**YOUR GOAL:**
Write out each entry below exactly; the images do not belong in your copy.

**MATERIAL TO PROCESS:**
# # # # # # #
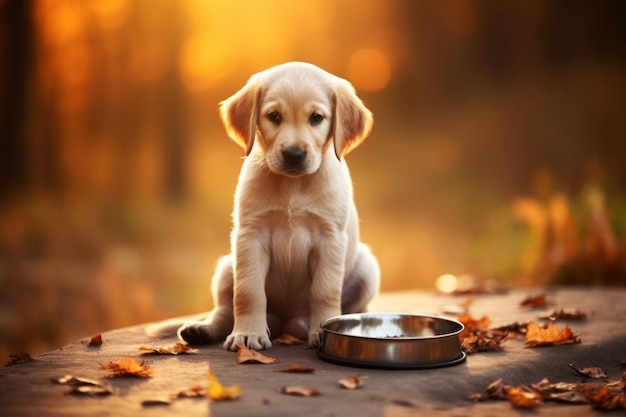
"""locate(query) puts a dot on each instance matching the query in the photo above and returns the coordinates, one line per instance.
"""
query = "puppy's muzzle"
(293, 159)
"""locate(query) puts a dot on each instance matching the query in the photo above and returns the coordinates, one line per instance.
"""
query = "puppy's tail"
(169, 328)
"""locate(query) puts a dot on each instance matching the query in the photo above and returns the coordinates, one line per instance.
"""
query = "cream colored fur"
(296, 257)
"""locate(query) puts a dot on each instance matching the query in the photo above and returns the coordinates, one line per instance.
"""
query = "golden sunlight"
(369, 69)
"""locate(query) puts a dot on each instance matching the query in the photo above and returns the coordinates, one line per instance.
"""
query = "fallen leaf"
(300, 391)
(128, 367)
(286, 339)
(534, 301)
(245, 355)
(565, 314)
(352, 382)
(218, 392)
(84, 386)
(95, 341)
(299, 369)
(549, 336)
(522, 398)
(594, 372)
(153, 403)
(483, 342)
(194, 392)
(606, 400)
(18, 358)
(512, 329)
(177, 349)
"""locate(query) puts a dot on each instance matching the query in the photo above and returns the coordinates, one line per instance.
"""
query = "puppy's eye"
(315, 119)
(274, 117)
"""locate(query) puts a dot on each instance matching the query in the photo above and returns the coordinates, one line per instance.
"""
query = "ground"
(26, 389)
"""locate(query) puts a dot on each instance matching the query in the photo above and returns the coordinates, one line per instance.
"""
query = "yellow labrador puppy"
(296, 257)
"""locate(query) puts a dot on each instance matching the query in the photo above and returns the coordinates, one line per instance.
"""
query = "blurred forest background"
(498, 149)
# # # # # # #
**RESPONSE TO THIS EXERCISE:**
"""locate(query) puts a dot on each instance matching the query in the photo above and returns the coordinates, one line per instance.
"""
query = "puppy's muzzle"
(293, 159)
"""locate(query) puts a dot on each instance matching the query in the photo above and returns the coordinates, one line per instance.
"""
query = "puppy's tail"
(169, 328)
"""locate(query) puts a dot on each instance matching the query in the photo above and returns the coordinates, one line per instance.
"""
query = "cream colored fur"
(296, 257)
"""locate(query) puts a dot on each instance matching the query in the photo above and returns the coordinates, one line per instance.
"""
query = "golden sunlight"
(369, 69)
"""locate(query) puts a dot on each instance matching the query in the photo above and returns the coordinates, one line per instance.
"""
query = "fallen leaf"
(300, 391)
(128, 367)
(286, 339)
(534, 301)
(245, 355)
(565, 314)
(352, 382)
(218, 392)
(84, 386)
(95, 341)
(299, 369)
(549, 336)
(522, 398)
(594, 372)
(153, 403)
(483, 342)
(194, 392)
(606, 400)
(18, 358)
(512, 329)
(177, 349)
"""locate(query) puts a dot on each instance matching the query in the photo above and returns the coordinates, one line per instance.
"""
query = "puppy's eye"
(315, 119)
(274, 117)
"""locate(query) puts a dot on each instance matching the query in the photo above and returns the coordinates, one line per instance.
"""
query = "ground"
(26, 389)
"""locate(query) puts a dot on each instance matching the query in the photo above and returns the coordinates, one line per instance.
"""
query = "yellow labrador puppy"
(296, 257)
"""locate(query) puts a dot on each instance matching the query in the photo above and returns the coordinates, one line per instance.
"""
query = "blurred forest background"
(498, 149)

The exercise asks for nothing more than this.